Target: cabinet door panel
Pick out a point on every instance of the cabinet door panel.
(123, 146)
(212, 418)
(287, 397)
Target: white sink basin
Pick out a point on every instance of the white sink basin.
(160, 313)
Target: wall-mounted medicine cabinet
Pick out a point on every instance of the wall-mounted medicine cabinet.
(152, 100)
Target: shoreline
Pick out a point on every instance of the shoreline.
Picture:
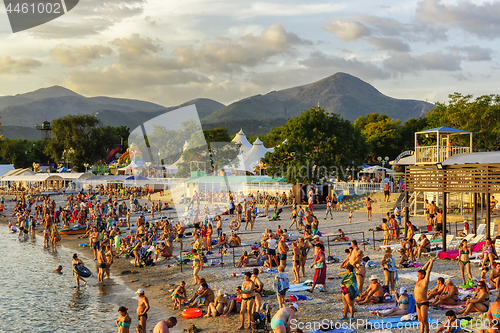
(159, 280)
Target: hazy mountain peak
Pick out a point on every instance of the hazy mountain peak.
(48, 92)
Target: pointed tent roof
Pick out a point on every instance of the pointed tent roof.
(446, 130)
(241, 138)
(253, 156)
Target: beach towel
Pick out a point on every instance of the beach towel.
(396, 323)
(447, 307)
(380, 307)
(452, 254)
(413, 276)
(478, 247)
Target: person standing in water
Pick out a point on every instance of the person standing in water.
(124, 321)
(77, 262)
(142, 308)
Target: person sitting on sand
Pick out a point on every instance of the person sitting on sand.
(234, 303)
(206, 295)
(452, 324)
(340, 237)
(347, 257)
(235, 240)
(480, 301)
(403, 261)
(216, 308)
(281, 321)
(495, 277)
(401, 308)
(438, 289)
(374, 293)
(179, 295)
(449, 296)
(243, 260)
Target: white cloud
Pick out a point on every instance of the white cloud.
(353, 66)
(392, 44)
(347, 30)
(77, 56)
(475, 52)
(22, 65)
(478, 19)
(406, 63)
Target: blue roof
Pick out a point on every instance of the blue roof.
(445, 130)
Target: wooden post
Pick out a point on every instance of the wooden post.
(474, 213)
(488, 215)
(444, 221)
(407, 211)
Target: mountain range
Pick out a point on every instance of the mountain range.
(341, 93)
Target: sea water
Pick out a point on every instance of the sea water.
(33, 299)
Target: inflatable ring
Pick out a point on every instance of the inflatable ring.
(192, 313)
(82, 271)
(234, 225)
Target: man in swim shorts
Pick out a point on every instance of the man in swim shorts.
(142, 308)
(420, 292)
(280, 323)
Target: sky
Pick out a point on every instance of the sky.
(171, 51)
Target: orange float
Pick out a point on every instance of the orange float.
(234, 225)
(192, 313)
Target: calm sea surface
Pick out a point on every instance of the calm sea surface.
(33, 299)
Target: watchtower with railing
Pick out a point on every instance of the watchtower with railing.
(435, 145)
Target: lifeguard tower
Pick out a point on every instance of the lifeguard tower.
(435, 145)
(46, 130)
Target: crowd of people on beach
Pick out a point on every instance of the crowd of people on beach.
(106, 212)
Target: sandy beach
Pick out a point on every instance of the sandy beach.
(158, 281)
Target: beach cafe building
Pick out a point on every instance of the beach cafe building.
(443, 169)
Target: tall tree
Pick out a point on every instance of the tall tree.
(481, 116)
(314, 146)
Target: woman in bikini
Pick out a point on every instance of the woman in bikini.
(296, 261)
(493, 317)
(464, 262)
(480, 301)
(248, 298)
(124, 321)
(489, 252)
(389, 264)
(401, 307)
(197, 266)
(452, 324)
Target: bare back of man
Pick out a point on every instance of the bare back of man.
(420, 292)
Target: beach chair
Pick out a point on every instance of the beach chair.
(434, 253)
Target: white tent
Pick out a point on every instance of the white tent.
(252, 158)
(241, 138)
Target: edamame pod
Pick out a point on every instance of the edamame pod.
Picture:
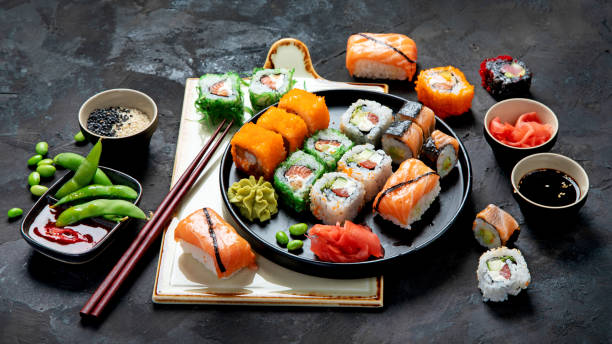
(99, 207)
(72, 161)
(101, 191)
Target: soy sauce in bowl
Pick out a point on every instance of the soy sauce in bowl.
(549, 187)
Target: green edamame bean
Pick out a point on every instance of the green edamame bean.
(99, 207)
(38, 190)
(72, 161)
(79, 137)
(34, 178)
(295, 245)
(282, 238)
(34, 160)
(298, 229)
(46, 170)
(45, 162)
(42, 148)
(84, 174)
(101, 191)
(14, 212)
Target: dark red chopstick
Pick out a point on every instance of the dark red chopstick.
(107, 289)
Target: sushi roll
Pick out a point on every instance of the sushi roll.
(291, 127)
(408, 193)
(309, 106)
(294, 178)
(369, 166)
(365, 121)
(445, 90)
(493, 227)
(214, 243)
(441, 151)
(505, 76)
(257, 151)
(502, 272)
(336, 197)
(419, 114)
(402, 140)
(381, 56)
(268, 86)
(328, 146)
(220, 97)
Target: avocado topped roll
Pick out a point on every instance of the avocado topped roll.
(220, 97)
(365, 121)
(268, 86)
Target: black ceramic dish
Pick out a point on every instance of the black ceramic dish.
(117, 178)
(396, 242)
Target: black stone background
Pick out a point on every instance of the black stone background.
(55, 54)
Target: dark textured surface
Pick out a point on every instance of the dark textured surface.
(54, 55)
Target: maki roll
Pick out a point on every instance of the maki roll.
(440, 151)
(445, 90)
(502, 272)
(336, 197)
(419, 114)
(402, 140)
(257, 151)
(291, 127)
(408, 193)
(365, 121)
(293, 179)
(220, 97)
(369, 166)
(493, 227)
(268, 86)
(328, 146)
(505, 76)
(309, 106)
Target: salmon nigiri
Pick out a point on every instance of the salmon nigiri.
(381, 56)
(214, 243)
(408, 193)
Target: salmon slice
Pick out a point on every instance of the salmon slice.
(216, 241)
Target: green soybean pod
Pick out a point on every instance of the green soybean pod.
(38, 190)
(14, 212)
(34, 178)
(34, 160)
(298, 229)
(42, 148)
(282, 238)
(295, 245)
(46, 170)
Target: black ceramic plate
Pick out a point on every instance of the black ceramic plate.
(396, 241)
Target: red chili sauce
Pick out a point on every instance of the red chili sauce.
(76, 238)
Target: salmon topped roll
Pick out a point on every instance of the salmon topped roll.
(291, 127)
(257, 151)
(381, 56)
(307, 105)
(214, 243)
(408, 193)
(419, 114)
(493, 227)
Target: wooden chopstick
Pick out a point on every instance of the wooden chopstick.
(151, 230)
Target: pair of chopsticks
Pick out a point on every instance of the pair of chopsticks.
(151, 230)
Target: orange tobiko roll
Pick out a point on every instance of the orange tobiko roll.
(257, 151)
(445, 90)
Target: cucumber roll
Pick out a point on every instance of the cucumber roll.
(328, 146)
(336, 197)
(502, 272)
(369, 166)
(268, 86)
(220, 97)
(365, 121)
(294, 178)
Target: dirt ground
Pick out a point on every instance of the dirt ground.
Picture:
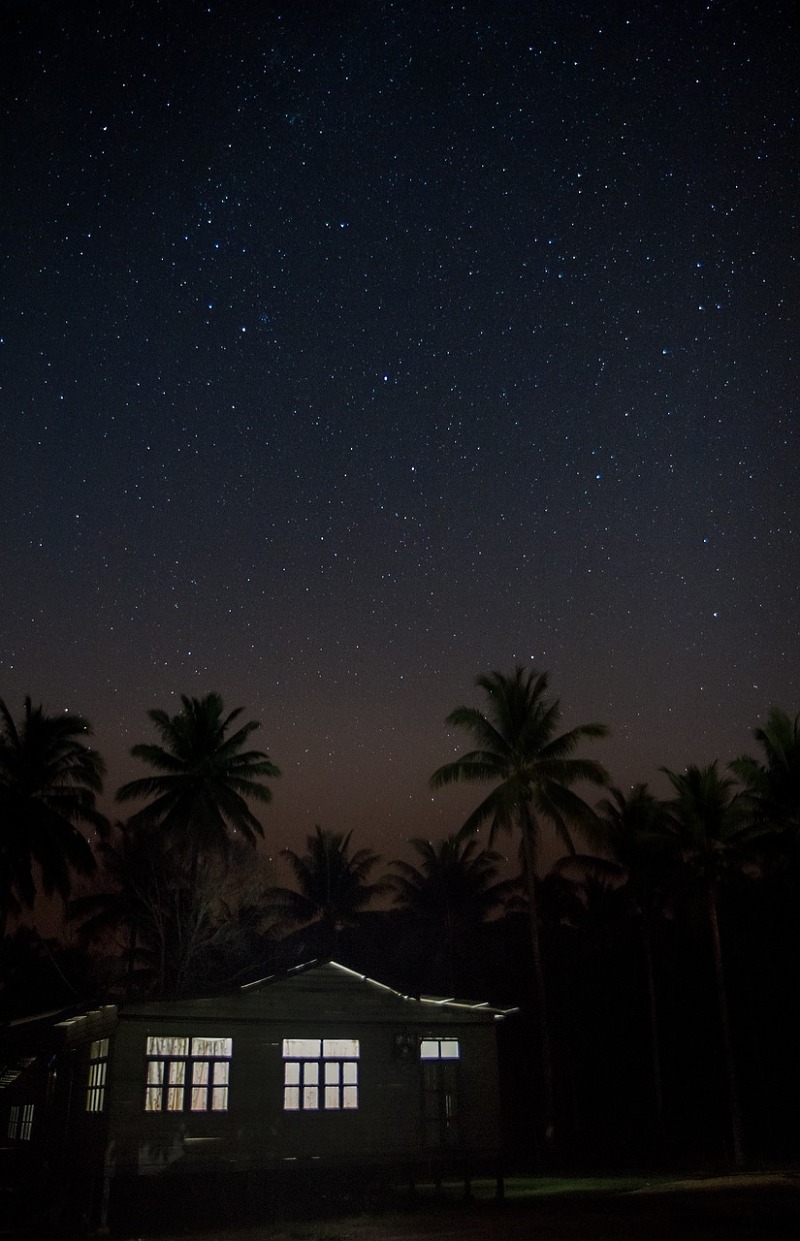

-- WORK TO DO --
Turn every line of the listing above into a numbered list, skipping blank lines and leaving out the pictures.

-- EXERCISE OUTPUT --
1. Target: cabinet door panel
2. Pick out a point on every instance of the cabinet door panel.
3. (123, 146)
4. (212, 418)
5. (287, 397)
6. Target: white sink basin
7. Pick out a point on every instance of the white sink basin.
8. (160, 313)
9. Target: wall-mounted medicine cabinet
10. Pick out a point on every instance of the wall-mounted medicine cabinet.
11. (152, 100)
12. Target: shoreline
13. Pick out a point on every instance of the shoreline.
14. Picture:
15. (159, 280)
16. Target: hazy mountain peak
17. Pick out a point on every instance of the hazy mountain peak.
18. (48, 92)
19. Target: pointed tent roof
20. Pick out a point on every instance of the pointed tent roof.
21. (446, 130)
22. (241, 138)
23. (253, 156)
24. Target: beach towel
25. Pick out a point on every instance of the beach towel.
26. (396, 323)
27. (447, 307)
28. (380, 307)
29. (452, 254)
30. (413, 276)
31. (478, 247)
32. Target: person standing in water
33. Pick out a point on every instance of the person standing in water.
34. (124, 321)
35. (77, 262)
36. (142, 308)
37. Target: person sitting on sand
38. Pick out a point on every instance of the person sitting on sand.
39. (234, 303)
40. (206, 295)
41. (452, 324)
42. (340, 237)
43. (347, 257)
44. (235, 240)
45. (480, 301)
46. (403, 261)
47. (216, 308)
48. (281, 321)
49. (495, 277)
50. (401, 308)
51. (438, 289)
52. (374, 293)
53. (179, 295)
54. (449, 296)
55. (243, 260)
56. Target: white cloud
57. Pick out a point on every instance of the white cloud.
58. (353, 66)
59. (392, 44)
60. (347, 30)
61. (77, 56)
62. (475, 52)
63. (22, 65)
64. (478, 19)
65. (406, 63)
66. Target: blue roof
67. Pick out a point on every instance of the blue roof.
68. (445, 130)
69. Target: wooden post
70. Pick out a point on every instance of the wooden post.
71. (474, 213)
72. (488, 215)
73. (444, 221)
74. (407, 211)
75. Target: mountain range
76. Pick out a point on every instance of the mountain range.
77. (341, 93)
78. Target: sea water
79. Pick out a point on every instance of the sea water.
80. (33, 299)
81. Target: inflatable ring
82. Pick out a point on every instance of the inflatable ring.
83. (192, 313)
84. (82, 271)
85. (234, 225)
86. Target: man in swim shorts
87. Pick out a point on every instance of the man in swim shorts.
88. (142, 308)
89. (420, 292)
90. (280, 323)
91. Target: sky
92. Pick out a point on every instance of the sky.
93. (171, 51)
94. Target: orange float
95. Pick out a point on every instance of the orange float.
96. (234, 225)
97. (192, 313)
98. Target: calm sea surface
99. Pick out a point on every instance of the calm sea surface.
100. (33, 299)
101. Target: watchtower with railing
102. Pick out a point on every instance of the watchtower with railing.
103. (435, 145)
104. Target: lifeguard tower
105. Pick out a point on every instance of the lifeguard tower.
106. (435, 145)
107. (46, 130)
108. Target: crowd of people on beach
109. Pick out a point on every instance of the crowd of people on beach.
110. (106, 212)
111. Target: sandy beach
112. Pick out a point on every instance of the sandy beach.
113. (158, 281)
114. Target: beach cafe building
115. Pick out a point on every instance of the beach cafe building.
116. (443, 169)
117. Target: tall tree
118. Pick out a point on every instance of the tall tree.
119. (481, 116)
120. (314, 146)
121. Target: woman in bikini
122. Pick out a point on every instance of the woman in bikini.
123. (296, 261)
124. (493, 317)
125. (464, 262)
126. (480, 301)
127. (248, 298)
128. (124, 321)
129. (489, 252)
130. (389, 264)
131. (401, 307)
132. (197, 266)
133. (452, 324)
134. Target: bare back of man
135. Pick out a point on every instance of the bare back of man.
136. (420, 292)
137. Target: beach chair
138. Pick out a point on every instance of the beach chair.
139. (434, 253)
140. Target: white tent
141. Pick out a point on every instance of the white tent.
142. (252, 158)
143. (241, 138)
144. Target: edamame pod
145. Pick out a point on every instance of the edamame pod.
146. Picture:
147. (99, 207)
148. (72, 161)
149. (101, 191)
150. Target: soy sauce in bowl
151. Pick out a point on every instance of the soy sauce in bowl.
152. (549, 187)
153. Target: green edamame bean
154. Pick out a point on every instance of the green edamame bean.
155. (99, 207)
156. (38, 190)
157. (72, 161)
158. (79, 137)
159. (34, 178)
160. (295, 245)
161. (282, 238)
162. (34, 160)
163. (298, 229)
164. (46, 170)
165. (45, 162)
166. (42, 148)
167. (84, 174)
168. (101, 191)
169. (14, 212)
170. Target: dark red chopstick
171. Pick out a point on every instance of the dark red chopstick.
172. (107, 289)
173. Target: sushi roll
174. Pick out a point on every instance of the sushi roll.
175. (291, 127)
176. (408, 193)
177. (309, 106)
178. (294, 178)
179. (369, 166)
180. (365, 121)
181. (445, 90)
182. (493, 227)
183. (214, 243)
184. (441, 151)
185. (505, 76)
186. (257, 151)
187. (502, 272)
188. (336, 197)
189. (419, 114)
190. (402, 140)
191. (381, 56)
192. (268, 86)
193. (328, 146)
194. (220, 97)
195. Target: avocado topped roll
196. Pick out a point on every instance of the avocado topped roll.
197. (220, 97)
198. (365, 121)
199. (268, 86)
200. Target: black ceramic dish
201. Pick out a point on every instance of the black ceramic dish.
202. (117, 178)
203. (396, 242)
204. Target: black stone background
205. Pick out a point on every instance of the black stone background.
206. (55, 54)
207. Target: dark textured surface
208. Pick out a point on every instance of the dark textured surface.
209. (54, 55)
210. Target: maki roll
211. Pick out a point on every instance of the maki roll.
212. (440, 151)
213. (445, 90)
214. (502, 272)
215. (336, 197)
216. (419, 114)
217. (402, 140)
218. (257, 151)
219. (291, 127)
220. (408, 193)
221. (365, 121)
222. (293, 179)
223. (220, 97)
224. (369, 166)
225. (493, 227)
226. (268, 86)
227. (328, 146)
228. (505, 76)
229. (309, 106)
230. Target: salmon nigiri
231. Pick out a point on every instance of the salmon nigiri.
232. (381, 56)
233. (214, 243)
234. (408, 193)
235. Target: salmon slice
236. Pick out a point on every instance of the salmon slice.
237. (216, 241)
238. Target: green soybean pod
239. Pick out a point on every instance of the green soybean pod.
240. (38, 190)
241. (14, 212)
242. (34, 178)
243. (34, 160)
244. (298, 229)
245. (42, 148)
246. (282, 238)
247. (295, 245)
248. (46, 170)
249. Target: black ceramic plate
250. Pick out a point on every instance of the black ceramic plate.
251. (396, 241)
252. Target: red chili sauce
253. Pick out a point on every instance of the red chili sauce.
254. (76, 238)
255. Target: salmon topped roll
256. Pick out a point on every instance of the salmon topped roll.
257. (291, 127)
258. (257, 151)
259. (381, 56)
260. (307, 105)
261. (214, 243)
262. (408, 193)
263. (419, 114)
264. (493, 227)
265. Target: wooden chopstick
266. Pick out a point on every instance of the wooden chopstick.
267. (151, 230)
268. Target: pair of chopsticks
269. Pick out a point on every instance of the pair of chopsticks.
270. (151, 230)
271. Target: orange tobiko roll
272. Pick out a point on every instance of the orange tobiko roll.
273. (257, 151)
274. (445, 90)
275. Target: cucumber roll
276. Pick out a point on every instance of the cucumber roll.
277. (328, 146)
278. (336, 197)
279. (502, 272)
280. (369, 166)
281. (268, 86)
282. (220, 97)
283. (365, 121)
284. (294, 178)
285. Target: dirt ground
286. Pick out a point on every instance of the dirt ground.
287. Picture:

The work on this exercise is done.